**EXTRAIT À LIRE**

%%

Et dans ces Méditations j'ai de vrai supposé que je ne les connaissais pas bien encore, mais non pas que pour cela il n'y en eût point; car la manière d'écrire analytique que j'y ai suivie permet de faire quelquefois des suppositions lorsqu'on n'a pas encore assez soigneusement examiné les choses, comme il a paru dans la première Méditation, où j'avais supposé beaucoup de choses que j'ai depuis réfutées dans les suivantes. Et certes ce n'a point été ici mon dessein de rien définir touchant la nature des accidents, mais j'ai seulement proposé ce qui m'a semblé d'eux de prime abord; et enfin, de ce que j'ai dit que les modes ne sauraient être conçus sans quelque substance en laquelle ils résident, on ne doit pas inférer que j'aie nié que par la toute-puissance de Dieu ils en puissent être séparés, parce que je tiens pour très-assuré et crois fermement que Dieu peut faire une infinité de choses que nous ne sommes pas capables d'entendre ni de concevoir.

%%

**DONNÉES FOURNIES**
%%

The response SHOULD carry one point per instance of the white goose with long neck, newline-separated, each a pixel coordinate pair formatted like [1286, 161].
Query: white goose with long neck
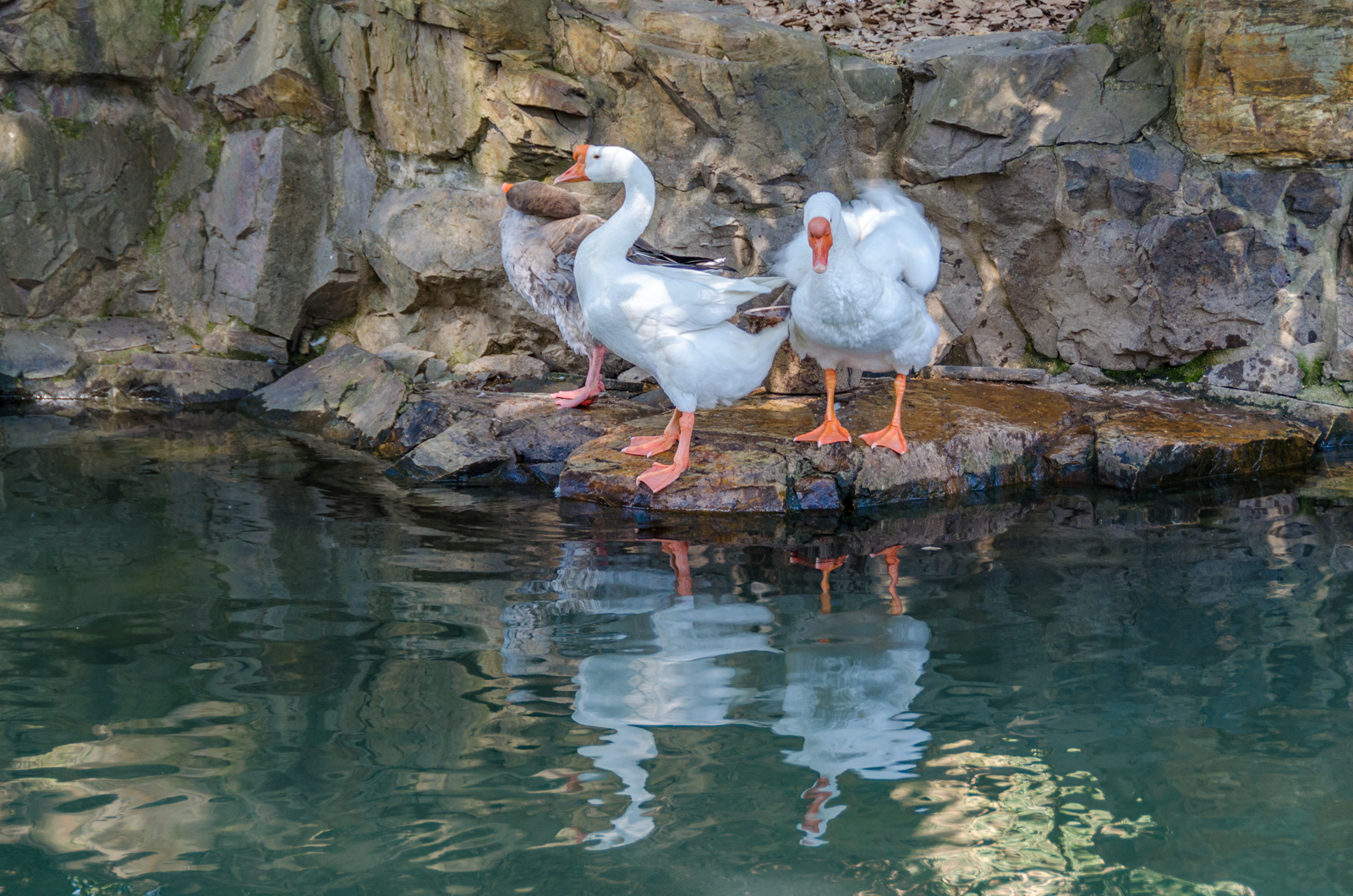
[669, 321]
[861, 275]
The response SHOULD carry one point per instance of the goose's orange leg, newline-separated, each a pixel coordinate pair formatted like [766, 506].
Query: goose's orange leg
[592, 386]
[649, 445]
[892, 434]
[831, 429]
[662, 475]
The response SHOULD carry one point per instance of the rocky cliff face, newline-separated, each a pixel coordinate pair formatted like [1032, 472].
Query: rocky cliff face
[1159, 187]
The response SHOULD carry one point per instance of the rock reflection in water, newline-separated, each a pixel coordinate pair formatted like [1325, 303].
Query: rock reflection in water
[843, 688]
[250, 664]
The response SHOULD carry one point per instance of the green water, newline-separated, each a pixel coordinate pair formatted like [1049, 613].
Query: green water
[240, 662]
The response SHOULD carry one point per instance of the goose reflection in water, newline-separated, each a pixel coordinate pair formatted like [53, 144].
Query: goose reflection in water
[850, 680]
[682, 680]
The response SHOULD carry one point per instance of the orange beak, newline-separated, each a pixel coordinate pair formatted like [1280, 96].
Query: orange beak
[820, 241]
[579, 169]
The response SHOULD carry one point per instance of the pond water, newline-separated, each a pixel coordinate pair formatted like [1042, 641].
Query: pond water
[243, 662]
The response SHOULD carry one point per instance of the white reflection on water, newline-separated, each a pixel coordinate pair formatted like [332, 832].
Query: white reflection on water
[849, 686]
[846, 686]
[673, 669]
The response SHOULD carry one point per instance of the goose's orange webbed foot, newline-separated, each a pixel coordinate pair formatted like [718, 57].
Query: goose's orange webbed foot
[662, 475]
[649, 445]
[830, 432]
[888, 437]
[590, 389]
[578, 396]
[892, 434]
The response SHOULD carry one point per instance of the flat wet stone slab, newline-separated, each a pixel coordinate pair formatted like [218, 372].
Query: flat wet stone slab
[179, 380]
[962, 436]
[1160, 440]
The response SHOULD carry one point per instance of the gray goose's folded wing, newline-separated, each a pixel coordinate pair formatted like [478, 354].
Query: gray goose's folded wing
[539, 259]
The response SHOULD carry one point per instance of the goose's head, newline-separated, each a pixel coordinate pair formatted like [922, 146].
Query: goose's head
[600, 164]
[822, 214]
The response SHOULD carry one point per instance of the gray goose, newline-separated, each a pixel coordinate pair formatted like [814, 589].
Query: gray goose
[541, 229]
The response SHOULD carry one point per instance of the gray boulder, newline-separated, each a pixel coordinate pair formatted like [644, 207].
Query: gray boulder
[345, 394]
[178, 380]
[40, 355]
[1001, 98]
[118, 333]
[232, 339]
[1269, 369]
[65, 202]
[254, 61]
[68, 38]
[467, 448]
[263, 220]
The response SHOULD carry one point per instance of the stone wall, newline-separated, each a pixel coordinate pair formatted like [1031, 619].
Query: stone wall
[1165, 186]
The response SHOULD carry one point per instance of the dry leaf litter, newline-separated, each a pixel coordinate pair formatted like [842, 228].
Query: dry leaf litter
[876, 27]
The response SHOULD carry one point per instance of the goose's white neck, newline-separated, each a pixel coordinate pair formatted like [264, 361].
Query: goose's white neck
[615, 238]
[845, 272]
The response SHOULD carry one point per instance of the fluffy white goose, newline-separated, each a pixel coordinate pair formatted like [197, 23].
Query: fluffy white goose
[540, 229]
[861, 275]
[669, 321]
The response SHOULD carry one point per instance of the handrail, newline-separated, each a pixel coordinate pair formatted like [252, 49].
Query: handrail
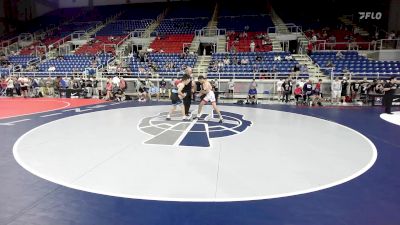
[221, 75]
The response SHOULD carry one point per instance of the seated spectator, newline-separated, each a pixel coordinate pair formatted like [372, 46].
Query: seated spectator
[226, 61]
[289, 57]
[329, 64]
[339, 55]
[252, 46]
[52, 68]
[252, 96]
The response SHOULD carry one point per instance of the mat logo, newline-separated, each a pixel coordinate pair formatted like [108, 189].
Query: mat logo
[196, 133]
[370, 15]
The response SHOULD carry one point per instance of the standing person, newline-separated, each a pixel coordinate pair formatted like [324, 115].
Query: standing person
[336, 87]
[24, 82]
[279, 89]
[231, 87]
[163, 87]
[215, 86]
[17, 86]
[209, 97]
[177, 95]
[109, 87]
[188, 89]
[307, 91]
[287, 89]
[390, 89]
[252, 46]
[10, 86]
[344, 93]
[355, 88]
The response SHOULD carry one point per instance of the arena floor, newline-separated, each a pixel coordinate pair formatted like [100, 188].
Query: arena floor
[122, 163]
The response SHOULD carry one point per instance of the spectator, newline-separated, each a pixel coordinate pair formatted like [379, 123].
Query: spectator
[163, 87]
[336, 90]
[307, 91]
[288, 57]
[109, 88]
[344, 93]
[329, 64]
[10, 86]
[252, 46]
[244, 61]
[277, 57]
[287, 90]
[231, 87]
[252, 96]
[355, 90]
[339, 55]
[279, 89]
[116, 81]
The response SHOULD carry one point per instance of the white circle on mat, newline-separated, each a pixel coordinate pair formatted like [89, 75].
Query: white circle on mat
[391, 118]
[282, 154]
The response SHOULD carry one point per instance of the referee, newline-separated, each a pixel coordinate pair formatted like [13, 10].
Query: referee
[389, 89]
[189, 90]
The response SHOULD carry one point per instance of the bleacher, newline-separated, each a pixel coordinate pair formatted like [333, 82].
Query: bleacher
[243, 45]
[265, 65]
[21, 60]
[159, 61]
[355, 63]
[100, 44]
[4, 71]
[181, 25]
[123, 27]
[238, 23]
[70, 63]
[171, 43]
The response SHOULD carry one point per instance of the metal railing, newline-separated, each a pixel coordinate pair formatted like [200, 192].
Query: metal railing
[210, 32]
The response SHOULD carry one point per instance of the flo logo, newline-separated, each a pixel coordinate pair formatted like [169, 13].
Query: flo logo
[196, 133]
[370, 15]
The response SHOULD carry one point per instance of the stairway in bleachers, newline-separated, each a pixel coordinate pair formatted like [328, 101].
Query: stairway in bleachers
[313, 70]
[201, 66]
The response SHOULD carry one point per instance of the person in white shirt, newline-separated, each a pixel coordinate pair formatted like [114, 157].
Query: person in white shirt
[336, 90]
[231, 87]
[279, 88]
[252, 46]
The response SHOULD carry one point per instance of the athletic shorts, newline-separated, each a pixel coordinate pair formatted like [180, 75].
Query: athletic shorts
[175, 100]
[336, 94]
[210, 97]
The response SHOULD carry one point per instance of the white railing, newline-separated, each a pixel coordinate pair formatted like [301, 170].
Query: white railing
[209, 32]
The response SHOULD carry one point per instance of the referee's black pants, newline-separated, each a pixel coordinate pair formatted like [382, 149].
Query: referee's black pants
[187, 102]
[387, 102]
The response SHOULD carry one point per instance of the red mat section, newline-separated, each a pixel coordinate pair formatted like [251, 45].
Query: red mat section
[13, 107]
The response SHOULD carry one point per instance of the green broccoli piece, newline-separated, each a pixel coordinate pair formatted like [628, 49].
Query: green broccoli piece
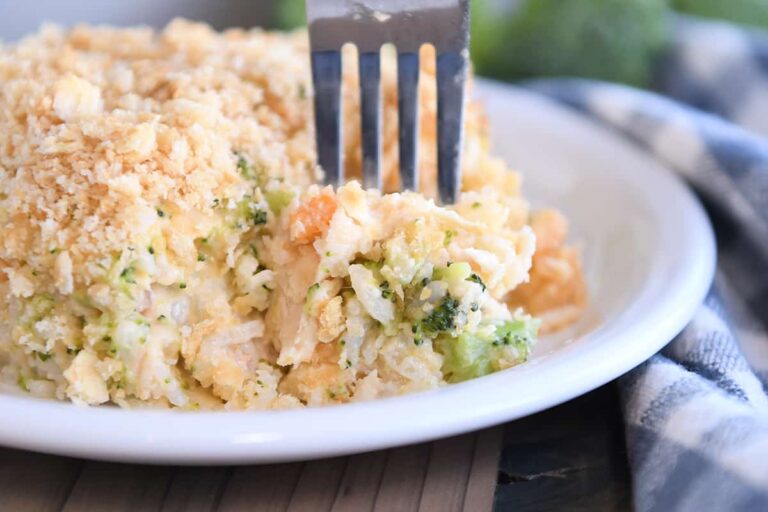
[471, 355]
[748, 12]
[278, 199]
[606, 39]
[442, 318]
[289, 14]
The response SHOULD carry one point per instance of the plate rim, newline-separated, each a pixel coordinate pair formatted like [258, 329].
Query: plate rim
[254, 437]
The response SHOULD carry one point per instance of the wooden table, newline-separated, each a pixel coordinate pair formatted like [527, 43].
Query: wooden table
[570, 458]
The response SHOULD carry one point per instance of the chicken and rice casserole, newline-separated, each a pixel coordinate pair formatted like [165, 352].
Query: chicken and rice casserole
[163, 241]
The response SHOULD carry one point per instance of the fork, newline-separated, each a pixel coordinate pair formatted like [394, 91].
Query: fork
[408, 24]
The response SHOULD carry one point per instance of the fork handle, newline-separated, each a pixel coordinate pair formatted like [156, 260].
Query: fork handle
[326, 75]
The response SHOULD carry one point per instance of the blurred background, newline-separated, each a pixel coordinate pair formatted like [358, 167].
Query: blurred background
[617, 40]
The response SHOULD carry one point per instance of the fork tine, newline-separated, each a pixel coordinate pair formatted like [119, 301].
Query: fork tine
[370, 109]
[451, 78]
[326, 75]
[408, 118]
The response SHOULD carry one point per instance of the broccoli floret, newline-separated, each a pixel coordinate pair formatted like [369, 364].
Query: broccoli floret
[278, 199]
[476, 279]
[471, 355]
[442, 318]
[748, 12]
[606, 39]
[289, 14]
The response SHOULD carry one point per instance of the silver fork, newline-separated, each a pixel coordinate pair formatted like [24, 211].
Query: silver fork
[408, 24]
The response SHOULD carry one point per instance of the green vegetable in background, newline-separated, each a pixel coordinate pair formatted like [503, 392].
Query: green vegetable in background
[605, 39]
[471, 355]
[616, 40]
[289, 14]
[748, 12]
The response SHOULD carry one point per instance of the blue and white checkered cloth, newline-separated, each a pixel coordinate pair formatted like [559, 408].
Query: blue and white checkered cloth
[696, 414]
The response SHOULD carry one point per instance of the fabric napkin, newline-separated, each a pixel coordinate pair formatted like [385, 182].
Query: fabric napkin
[696, 414]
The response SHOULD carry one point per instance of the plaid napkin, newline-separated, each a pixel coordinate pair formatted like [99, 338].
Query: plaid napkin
[696, 414]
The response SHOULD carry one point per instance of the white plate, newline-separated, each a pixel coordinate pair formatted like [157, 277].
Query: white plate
[649, 258]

%%

**OBJECTIF DE LA TÂCHE**
Répondez brièvement à ces questions sur l'extrait.
(a) Quelle manière d'écrire est suivie dans ces Méditations ?
(b) Dans quelle Méditation beaucoup de choses ont-elles été supposées puis réfutées dans les suivantes ?
(c) Que peut faire Dieu, d'après ce qui est tenu pour très assuré à la fin de l'extrait ?
Appuyez-vous uniquement sur l'extrait.

**RÉPONSE CI-DESSOUS**
(a) La manière d'écrire analytique.
(b) Dans la première Méditation.
(c) Une infinité de choses que nous ne sommes pas capables d'entendre ni de concevoir.